» What you need to do
1. In the forum thread about making amends, why does the writer say adults, unlike kids, can be told about a woman like TL?
2. Extend the forum thread on making amends from its final line.

» Extracted text

How to make amends?

I'm sure she didn't expect these consequences. I mean, at worst an affair normally leads to a broken home and the clap and maybe something that walks and goes to college eventually. But what you are describing as natural consequences are not that. It's the equivalent of the death penalty for theft.

When someone is warned, and they continue to do what they were doing, regardless of the clear warning to stop...then yes, they should expect consequences like this.
 
You'd better hope in this lifetime that nobody else equates something you've done that they don't approve of with the kind of vengeance/justice you are exacting upon TL. And I know you claim to live a blameless/spotless/fully accountable life, but you'd be surprised (or maybe you wouldn't) how LITTLE it takes to set some other people off in this world. Maybe one day someone like that is going to come after you...with his or her own grandiose, inflexible set of judgments about what you "deserve."

And why limit TL's punishment to being someone whom should be prevented working around children? I mean, she crossed the line with your friends, so couldn't you go as far as to apply your logic and say she doesn't "deserve" to be working with and around other adults of integrity and firm, righteous morality ?

You're right. Someone could come after me for damn near anything. In fact, I might cut someone off in traffic on the way to the restaurant tonight -- a complete accident -- and they might be in a road rage kind of mood and shoot me dead before I have a chance to apologize. Stranger things have happened.

I'm not preventing her from working around children. If her boss decides she shouldn't, then so be it. I simply lay out the facts, and what others choose to do with that is their business.

But sure, let's apply my logic to "other adults of integrity and firm, righteous morality." The key word there is "adults." Adults can make an informed decision about whether they want a woman like that in their midst. Kids can't make that kind of choice.
 
Let's hear it all.

When someone's logic seemed flawed, there are two big options. First, that it really IS flawed and that person is full of shit. But the second option is that you simply don't have all the information -- so there are holes in the logic, but not necessarily flaws. What we're dealing with is the latter.

"Hearing it all" would be the "nuclear option" I mentioned quite a few pages back. As long as she continues to leave my friends alone, I won't go that far.
 
When someone's logic seemed flawed, there are two big options. First, that it really IS flawed and that person is full of shit. But the second option is that you simply don't have all the information -- so there are holes in the logic, but not necessarily flaws. What we're dealing with is the latter.

"Hearing it all" would be the "nuclear option" I mentioned quite a few pages back. As long as she continues to leave my friends alone, I won't go that far.

So I'm asking what information we don't have that makes what I perceive as flawed logic to make this sensible. Because what I see is this:

1. You think it's wrong to cheat.
2. You've cheated.
3. You would never do anything harmful to one of us, unless we hurt your friend.

» Data segment
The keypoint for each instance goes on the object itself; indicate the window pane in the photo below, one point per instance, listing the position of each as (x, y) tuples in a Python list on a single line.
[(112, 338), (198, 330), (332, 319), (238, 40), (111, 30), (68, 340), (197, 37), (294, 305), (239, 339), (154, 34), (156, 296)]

» Written responses
1. Adults can make an informed decision about whether they want a woman like that in their midst, while kids can't make that kind of choice.

2.
4. You think it's inappropriate that TL hasn't had to suffer any consequences for her actions.
5. You think she should own up to everyone, present and future, who may decide to Google her name. This includes hindering her ability to be gainfully employed in the future.
6. You didn't out yourself to everyone that you know for your cheating ways.
7. You didn't out your friend to everyone for his cheating ways.
8. You see no problem administering current and future punishments that you don't really think fit the crime, in that the means are justified by the end result. I mean, the only from you are really punishing here is stalking and not leaving your friend alone, not the cheating.
9. Any punishment you see fit is really acceptable to you, regardless of the initial crime.
10. And you are the one who gets to decide what is too much or too little punishment.

Are any of those statements incorrect?
 
So I'm asking what information we don't have that makes what I perceive as flawed logic to make this sensible. Because what I see is this:

1. You think it's wrong to cheat.
2. You've cheated.
3. You would never do anything harmful to one of us, unless we hurt your friend.
4. You think it's inappropriate that TL hasn't had to suffer any consequences for her actions.
5. You think she should own up to everyone, present and future, who may decide to Google her name. This includes hindering her ability to be gainfully employed in the future.
6. You didn't out yourself to everyone that you know for your cheating ways.
7. You didn't out your friend to everyone for his cheating ways.
8. You see no problem administering current and future punishments that you don't really think fit the crime, in that the means are justified by the end result. I mean, the only from you are really punishing here is stalking and not leaving your friend alone, not the cheating.
9. Any punishment you see fit is really acceptable to you, regardless of the initial crime.
10. And you are the one who gets to decide what is too much or too little punishment.

Are any of those statements incorrect?

Several of those statements are incorrect.

Dude, you were here from the start of the thread. I think you were posting long before I showed up here. You've posted on almost every page. That means you surely know by now that this whole situation cannot be boiled down to simplistic bullet points. :rolleyes:
 
Several of those statements are incorrect.

Dude, you were here from the start of the thread. I think you were posting long before I showed up here. You've posted on almost every page. That means you surely know by now that this whole situation cannot be boiled down to simplistic bullet points. :rolleyes:

I love this thread. I'd take it out back and get it pregnant if I could.

But the thread can be boiled down to bullet points. I still think your logic is shite. It's all over the place and inconsistent. It changes the moment someone brings up a good point. It goes from you being a hero to you beig V for Vendetta as you see fit.
 
I love this thread. I'd take it out back and get it pregnant if I could.

But the thread can be boiled down to bullet points. I still think your logic is shite. It's all over the place and inconsistent. It changes the moment someone brings up a good point. It goes from you being a hero to you beig V for Vendetta as you see fit.

Okay. Well, I'm sorry you see it that way. I'm not sure what to tell you without rehashing the whole damn thread, and frankly, I just don't have the time or the inclination. You can find the answers to any of those bullet points if you just go back and read the sections where I already addressed them.
 
Most people's entire lives can be boiled down to simplistic bullet points at their funerals. I am not sure why you think this situation is so special or original. Let me help you, it isn't.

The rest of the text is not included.